_Set task_. Reproduce verbatim the lines of the data below, starting with its first line and ending with the line that contains "column 84, row 96", both included, and nothing else.

(Location identification entries)
══════════════════════════════

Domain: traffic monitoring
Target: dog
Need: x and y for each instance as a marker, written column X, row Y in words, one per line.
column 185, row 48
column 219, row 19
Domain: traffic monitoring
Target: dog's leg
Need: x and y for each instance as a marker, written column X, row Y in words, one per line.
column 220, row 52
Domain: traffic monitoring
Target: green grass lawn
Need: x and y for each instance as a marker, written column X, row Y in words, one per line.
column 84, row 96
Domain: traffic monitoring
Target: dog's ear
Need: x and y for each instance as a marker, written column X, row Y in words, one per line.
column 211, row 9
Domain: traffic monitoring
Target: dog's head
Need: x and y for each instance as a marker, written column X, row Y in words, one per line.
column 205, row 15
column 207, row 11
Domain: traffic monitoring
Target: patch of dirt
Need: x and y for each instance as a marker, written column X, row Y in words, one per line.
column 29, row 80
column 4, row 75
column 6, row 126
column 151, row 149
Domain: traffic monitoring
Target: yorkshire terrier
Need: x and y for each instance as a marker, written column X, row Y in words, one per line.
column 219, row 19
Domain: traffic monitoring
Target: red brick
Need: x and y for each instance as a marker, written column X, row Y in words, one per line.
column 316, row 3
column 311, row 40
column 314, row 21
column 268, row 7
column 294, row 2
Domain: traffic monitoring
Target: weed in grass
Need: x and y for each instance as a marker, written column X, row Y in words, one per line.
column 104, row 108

══════════════════════════════

_Result below_.
Domain: traffic monitoring
Target: dog
Need: x and y for each instance as a marker, written column X, row Y in words, one per line.
column 185, row 48
column 219, row 19
Domain: traffic monitoring
Target: dog's leg
Need: x and y for each instance as a marker, written column X, row Y in words, one per line.
column 220, row 52
Domain: traffic monitoring
Target: green grass lawn
Need: x and y for each instance as a marker, written column X, row Y in words, one per line.
column 84, row 96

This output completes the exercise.